◆ Required tasks:
(1) In the diabetic ketoacidosis excerpt, rewrite the passage from "Diabetic ketoacidosis (DKA)" up to and including "African Americans (1).", changing "Caucasians" to "white patients".
(2) According to the diabetic ketoacidosis excerpt, how many patients were interviewed at admission, and over what period?
(3) Pick up the diabetic ketoacidosis study text after its final sentence and carry it on.

◆ Excerpt:

Diabetic ketoacidosis (DKA) has been reported in subjects who lack the clinical characteristics of type 1 diabetes (1–3). In a preliminary analysis of the “types” of diabetes in patients presenting with DKA, we found that Hispanic patients had a significantly higher proportion with type 2 diabetes when compared with Caucasians and African Americans (1).
We performed a prospective analysis to compare demographic and clinical characteristics among ketosis-prone indigent subjects belonging to these three ethnic groups. We interviewed 271 consecutive patients at the time of admission for DKA over a 3-year period. Fasting serum C-peptide and glucose levels were measured in all patients after resolution of the ketoacidosis. Pearson’s χ2 test or one-way ANOVA were used, as appropriate, to evaluate group differences. Fasting serum C-peptide levels have been used to distinguish subjects with preserved β-cell function from those with absent β-cell function. We used a cutoff level of 0.33 nmol/l to separate these groups. This serum C-peptide concentration is widely accepted as a cutoff value in the literature (4), and we confirmed this by using receiver operator curve analysis in comparison with the area under the curve for C-peptide response to glucagon stimulation (3). A multivariate analysis was also performed to evaluate factors predictive of fasting C-peptide ≥0.33 nmol/l.

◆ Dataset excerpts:
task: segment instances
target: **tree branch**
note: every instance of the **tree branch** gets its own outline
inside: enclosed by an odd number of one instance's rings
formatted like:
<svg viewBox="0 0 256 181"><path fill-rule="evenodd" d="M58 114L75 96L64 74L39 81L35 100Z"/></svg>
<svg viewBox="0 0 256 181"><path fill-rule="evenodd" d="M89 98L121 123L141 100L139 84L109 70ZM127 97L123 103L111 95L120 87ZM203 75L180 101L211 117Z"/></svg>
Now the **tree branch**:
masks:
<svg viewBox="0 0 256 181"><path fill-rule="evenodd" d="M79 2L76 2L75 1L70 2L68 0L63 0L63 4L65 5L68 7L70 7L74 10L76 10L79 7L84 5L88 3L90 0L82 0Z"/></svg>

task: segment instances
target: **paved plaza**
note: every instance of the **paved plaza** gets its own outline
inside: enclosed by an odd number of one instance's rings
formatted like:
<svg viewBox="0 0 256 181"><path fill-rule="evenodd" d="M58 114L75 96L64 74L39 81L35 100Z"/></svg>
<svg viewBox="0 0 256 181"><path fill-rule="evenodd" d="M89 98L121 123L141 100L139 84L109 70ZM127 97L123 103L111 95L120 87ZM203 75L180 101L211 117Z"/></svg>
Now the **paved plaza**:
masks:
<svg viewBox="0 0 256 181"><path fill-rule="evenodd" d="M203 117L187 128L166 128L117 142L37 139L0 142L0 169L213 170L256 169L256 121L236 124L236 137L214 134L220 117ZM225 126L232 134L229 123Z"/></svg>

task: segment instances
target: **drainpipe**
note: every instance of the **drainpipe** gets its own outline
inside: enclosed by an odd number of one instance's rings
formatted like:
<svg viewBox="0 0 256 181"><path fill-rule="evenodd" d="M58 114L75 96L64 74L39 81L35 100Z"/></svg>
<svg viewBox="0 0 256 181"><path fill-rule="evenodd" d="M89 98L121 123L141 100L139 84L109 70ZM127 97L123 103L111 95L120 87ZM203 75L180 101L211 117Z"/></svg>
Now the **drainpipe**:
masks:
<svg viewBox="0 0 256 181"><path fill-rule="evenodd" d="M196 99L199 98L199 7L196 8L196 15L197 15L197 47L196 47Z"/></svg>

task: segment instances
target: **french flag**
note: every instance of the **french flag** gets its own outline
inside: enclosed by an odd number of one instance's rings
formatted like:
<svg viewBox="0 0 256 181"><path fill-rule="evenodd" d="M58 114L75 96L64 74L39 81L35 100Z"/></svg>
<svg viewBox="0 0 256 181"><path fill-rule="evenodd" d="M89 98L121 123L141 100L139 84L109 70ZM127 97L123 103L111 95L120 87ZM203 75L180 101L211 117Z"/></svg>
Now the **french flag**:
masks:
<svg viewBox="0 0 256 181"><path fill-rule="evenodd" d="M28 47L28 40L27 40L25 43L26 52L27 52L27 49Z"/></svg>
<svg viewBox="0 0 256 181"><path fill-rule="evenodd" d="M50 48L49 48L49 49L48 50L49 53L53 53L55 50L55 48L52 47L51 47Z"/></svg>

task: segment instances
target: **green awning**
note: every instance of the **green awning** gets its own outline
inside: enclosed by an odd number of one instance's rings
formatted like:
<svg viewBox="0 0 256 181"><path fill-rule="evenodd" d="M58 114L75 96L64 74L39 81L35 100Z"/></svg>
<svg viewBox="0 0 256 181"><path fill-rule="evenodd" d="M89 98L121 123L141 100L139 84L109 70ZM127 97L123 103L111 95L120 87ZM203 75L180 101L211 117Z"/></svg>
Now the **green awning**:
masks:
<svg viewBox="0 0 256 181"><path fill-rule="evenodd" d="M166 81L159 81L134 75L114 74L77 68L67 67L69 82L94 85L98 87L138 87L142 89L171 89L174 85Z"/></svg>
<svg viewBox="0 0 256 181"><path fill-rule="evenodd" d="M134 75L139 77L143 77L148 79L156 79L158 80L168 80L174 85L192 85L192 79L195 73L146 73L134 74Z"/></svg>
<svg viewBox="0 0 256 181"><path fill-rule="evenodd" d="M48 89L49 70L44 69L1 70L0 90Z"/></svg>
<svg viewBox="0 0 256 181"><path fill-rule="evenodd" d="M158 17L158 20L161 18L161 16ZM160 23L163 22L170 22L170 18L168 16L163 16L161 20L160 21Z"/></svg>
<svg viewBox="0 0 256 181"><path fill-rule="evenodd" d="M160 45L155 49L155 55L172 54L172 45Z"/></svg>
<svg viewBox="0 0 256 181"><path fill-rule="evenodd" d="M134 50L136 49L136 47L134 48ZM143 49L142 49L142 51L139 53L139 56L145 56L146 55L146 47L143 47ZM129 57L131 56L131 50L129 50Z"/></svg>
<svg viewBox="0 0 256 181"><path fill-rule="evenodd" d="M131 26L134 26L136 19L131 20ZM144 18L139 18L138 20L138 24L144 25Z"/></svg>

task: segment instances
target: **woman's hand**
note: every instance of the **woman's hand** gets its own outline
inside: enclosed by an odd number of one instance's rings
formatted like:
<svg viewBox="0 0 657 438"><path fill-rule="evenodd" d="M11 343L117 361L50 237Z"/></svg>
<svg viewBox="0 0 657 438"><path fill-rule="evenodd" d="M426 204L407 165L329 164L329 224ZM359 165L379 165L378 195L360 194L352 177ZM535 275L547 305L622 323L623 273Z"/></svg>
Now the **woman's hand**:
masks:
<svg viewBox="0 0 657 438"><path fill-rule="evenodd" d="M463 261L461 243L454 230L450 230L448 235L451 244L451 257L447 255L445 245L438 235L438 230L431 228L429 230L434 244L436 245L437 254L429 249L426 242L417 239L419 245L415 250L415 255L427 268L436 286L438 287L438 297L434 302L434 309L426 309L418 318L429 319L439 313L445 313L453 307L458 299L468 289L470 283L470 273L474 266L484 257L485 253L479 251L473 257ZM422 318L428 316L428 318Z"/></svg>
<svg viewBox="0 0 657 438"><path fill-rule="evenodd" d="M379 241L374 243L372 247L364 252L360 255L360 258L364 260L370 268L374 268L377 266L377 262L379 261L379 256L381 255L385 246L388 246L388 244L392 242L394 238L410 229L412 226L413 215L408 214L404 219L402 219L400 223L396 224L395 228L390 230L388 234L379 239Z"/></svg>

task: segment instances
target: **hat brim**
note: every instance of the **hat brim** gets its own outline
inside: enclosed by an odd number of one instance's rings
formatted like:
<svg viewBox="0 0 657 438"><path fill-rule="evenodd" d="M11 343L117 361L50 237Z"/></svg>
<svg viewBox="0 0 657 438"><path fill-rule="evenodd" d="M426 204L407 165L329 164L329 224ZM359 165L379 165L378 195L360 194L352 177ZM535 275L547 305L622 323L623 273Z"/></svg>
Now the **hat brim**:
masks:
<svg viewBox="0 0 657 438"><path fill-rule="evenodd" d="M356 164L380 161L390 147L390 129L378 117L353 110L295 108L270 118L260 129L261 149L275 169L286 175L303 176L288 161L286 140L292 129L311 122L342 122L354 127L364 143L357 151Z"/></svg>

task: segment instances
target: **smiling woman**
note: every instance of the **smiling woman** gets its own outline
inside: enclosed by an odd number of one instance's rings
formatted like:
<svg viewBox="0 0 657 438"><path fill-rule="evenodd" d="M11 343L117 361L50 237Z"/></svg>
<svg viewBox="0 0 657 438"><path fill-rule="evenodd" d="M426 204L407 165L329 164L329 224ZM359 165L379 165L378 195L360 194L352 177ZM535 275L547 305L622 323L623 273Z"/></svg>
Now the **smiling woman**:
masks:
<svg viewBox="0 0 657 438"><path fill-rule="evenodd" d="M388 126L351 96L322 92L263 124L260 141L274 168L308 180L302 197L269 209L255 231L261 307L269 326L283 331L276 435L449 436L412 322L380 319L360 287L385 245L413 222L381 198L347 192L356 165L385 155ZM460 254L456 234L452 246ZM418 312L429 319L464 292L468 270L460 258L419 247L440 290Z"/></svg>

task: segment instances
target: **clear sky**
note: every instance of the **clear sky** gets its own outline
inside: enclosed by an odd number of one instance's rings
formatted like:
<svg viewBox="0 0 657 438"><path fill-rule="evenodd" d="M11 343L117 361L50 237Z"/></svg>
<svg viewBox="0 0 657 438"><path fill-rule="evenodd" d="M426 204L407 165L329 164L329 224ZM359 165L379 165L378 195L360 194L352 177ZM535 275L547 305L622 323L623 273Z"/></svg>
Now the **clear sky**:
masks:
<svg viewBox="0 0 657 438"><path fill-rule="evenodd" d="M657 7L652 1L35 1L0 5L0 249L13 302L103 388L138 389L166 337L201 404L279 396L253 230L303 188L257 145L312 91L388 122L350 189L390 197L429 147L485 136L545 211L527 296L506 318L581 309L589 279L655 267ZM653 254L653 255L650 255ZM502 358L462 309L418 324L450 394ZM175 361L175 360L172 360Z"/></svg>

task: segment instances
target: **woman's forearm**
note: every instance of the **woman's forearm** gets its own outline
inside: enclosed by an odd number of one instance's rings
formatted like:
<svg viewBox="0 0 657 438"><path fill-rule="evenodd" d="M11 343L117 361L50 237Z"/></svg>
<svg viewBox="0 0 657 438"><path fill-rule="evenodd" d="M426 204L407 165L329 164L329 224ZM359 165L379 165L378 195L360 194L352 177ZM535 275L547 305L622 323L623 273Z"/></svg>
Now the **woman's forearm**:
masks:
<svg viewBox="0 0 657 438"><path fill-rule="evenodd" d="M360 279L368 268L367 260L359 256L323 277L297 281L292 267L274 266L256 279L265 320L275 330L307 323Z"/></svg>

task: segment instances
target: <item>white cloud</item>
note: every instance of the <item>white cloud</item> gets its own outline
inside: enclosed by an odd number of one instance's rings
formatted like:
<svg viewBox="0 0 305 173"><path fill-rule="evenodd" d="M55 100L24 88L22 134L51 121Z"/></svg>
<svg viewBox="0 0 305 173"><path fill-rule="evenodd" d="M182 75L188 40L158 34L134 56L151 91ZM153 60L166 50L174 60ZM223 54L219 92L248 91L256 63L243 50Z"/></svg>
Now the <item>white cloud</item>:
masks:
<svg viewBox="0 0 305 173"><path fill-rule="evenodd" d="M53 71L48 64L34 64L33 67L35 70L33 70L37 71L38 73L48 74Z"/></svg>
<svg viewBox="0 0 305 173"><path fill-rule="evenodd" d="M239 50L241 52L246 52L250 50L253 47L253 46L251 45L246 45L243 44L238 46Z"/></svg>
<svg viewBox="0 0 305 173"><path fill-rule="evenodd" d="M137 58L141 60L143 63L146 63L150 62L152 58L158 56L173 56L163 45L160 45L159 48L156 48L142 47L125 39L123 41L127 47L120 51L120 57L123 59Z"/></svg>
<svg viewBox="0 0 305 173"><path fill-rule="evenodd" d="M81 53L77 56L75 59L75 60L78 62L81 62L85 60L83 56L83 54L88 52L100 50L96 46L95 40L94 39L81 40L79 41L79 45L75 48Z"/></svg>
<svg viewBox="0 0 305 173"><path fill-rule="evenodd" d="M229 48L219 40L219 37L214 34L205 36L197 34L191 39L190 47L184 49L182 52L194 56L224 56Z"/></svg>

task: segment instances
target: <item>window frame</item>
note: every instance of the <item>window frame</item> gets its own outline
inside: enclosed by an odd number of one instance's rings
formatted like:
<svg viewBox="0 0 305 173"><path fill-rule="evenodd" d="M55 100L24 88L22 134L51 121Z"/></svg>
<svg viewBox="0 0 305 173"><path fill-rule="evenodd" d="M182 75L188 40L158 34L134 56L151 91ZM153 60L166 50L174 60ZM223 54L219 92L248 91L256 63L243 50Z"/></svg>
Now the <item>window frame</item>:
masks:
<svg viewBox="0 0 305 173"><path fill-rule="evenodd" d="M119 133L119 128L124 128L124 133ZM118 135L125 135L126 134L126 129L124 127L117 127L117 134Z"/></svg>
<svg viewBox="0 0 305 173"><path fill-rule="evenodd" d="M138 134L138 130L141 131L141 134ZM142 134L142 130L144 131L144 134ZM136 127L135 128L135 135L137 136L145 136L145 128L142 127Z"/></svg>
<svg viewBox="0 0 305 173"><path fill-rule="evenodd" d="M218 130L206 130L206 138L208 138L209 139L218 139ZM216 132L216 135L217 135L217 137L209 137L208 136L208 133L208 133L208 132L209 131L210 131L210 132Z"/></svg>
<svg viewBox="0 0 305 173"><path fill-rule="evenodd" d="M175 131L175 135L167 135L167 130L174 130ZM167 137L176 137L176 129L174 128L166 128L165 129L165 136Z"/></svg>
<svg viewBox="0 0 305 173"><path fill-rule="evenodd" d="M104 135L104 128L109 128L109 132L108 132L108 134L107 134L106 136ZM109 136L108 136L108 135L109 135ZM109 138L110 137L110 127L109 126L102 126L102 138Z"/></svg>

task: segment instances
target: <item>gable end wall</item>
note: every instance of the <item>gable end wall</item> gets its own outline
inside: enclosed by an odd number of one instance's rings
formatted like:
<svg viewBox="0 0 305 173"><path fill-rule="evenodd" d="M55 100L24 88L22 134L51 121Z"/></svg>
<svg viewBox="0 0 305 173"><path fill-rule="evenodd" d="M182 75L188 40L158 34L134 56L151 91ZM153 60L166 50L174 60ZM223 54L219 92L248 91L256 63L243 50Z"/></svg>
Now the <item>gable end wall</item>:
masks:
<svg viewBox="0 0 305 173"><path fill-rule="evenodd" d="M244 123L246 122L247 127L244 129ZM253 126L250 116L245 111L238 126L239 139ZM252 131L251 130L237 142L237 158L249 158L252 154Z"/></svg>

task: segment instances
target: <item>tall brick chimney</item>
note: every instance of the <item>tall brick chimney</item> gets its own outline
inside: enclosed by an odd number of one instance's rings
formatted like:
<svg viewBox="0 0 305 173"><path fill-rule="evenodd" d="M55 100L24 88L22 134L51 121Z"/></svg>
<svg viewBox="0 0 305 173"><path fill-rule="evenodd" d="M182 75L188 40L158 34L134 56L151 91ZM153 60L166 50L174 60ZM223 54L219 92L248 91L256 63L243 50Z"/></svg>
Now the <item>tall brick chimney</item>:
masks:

◆ Answer set:
(1)
Diabetic ketoacidosis (DKA) has been reported in subjects who lack the clinical characteristics of type 1 diabetes (1–3). In a preliminary analysis of the “types” of diabetes in patients presenting with DKA, we found that Hispanic patients had a significantly higher proportion with type 2 diabetes when compared with white patients and African Americans (1).

(2) 271 consecutive patients over a 3-year period.

(3)
Of the 271 subjects admitted with DKA, 44% were African American, 40% Hispanic, and 16% Caucasian. The proportion of subjects admitted for DKA associated with new-onset diabetes was very similar among all three ethnic groups: 27–28%. However, only 44% of the Hispanic subjects were admitted with DKA secondary to noncompliance with the prescribed treatment for diabetes, as compared with 61% in the African Americans and 57% in the Caucasians (P = 0.01).
The Hispanic group had a significantly higher C-peptide level, 0.41 ± 0.35 nmol/l, compared with 0.25 ± 0.45 in the African American and 0.24 ± 0.32 in the Caucasian groups (P = 0.007). A significantly higher proportion of Hispanics (56%) compared with African Americans (29%) and Caucasians (32%) had a fasting plasma C-peptide level ≥0.33 nmol/l. The C-peptide–to–glucose ratios were 0.038 ± 0.021, 0.02 ± 0.029, and 0.024 ± 0.034 nmol/mmol, respectively, for the Hispanic, African-American, and Caucasian groups (P = 0.0004). In the multivariate analysis, Hispanic ethnicity (odds ratio 3.92, 95% CI: 1.96–8.12), duration of known diabetes <6 months (3.69, 1.57–8.76), and BMI ≥30 kg/m2 (5.70, 2.61–13.04) were significant predictors of fasting plasma C-peptide ≥0.33 nmol/l.
In summary, this prospective analysis of ketosis-prone diabetes shows that, compared with Caucasian and African- American patients, Hispanic patients are more likely to have better preserved β-cell functional reserve, as assessed by a fasting serum C-peptide concentration ≥0.33 nmol/l and by the C-peptide–to–glucose ratio. These differences suggest that there is a higher frequency of ketosis-prone type 2 diabetes among Hispanics than among Caucasians and African Americans in this cohort of indigent subjects. Ethnic comparisons of β-cell function and insulin sensitivity in ketosis-prone diabetes are needed to better understand this syndrome.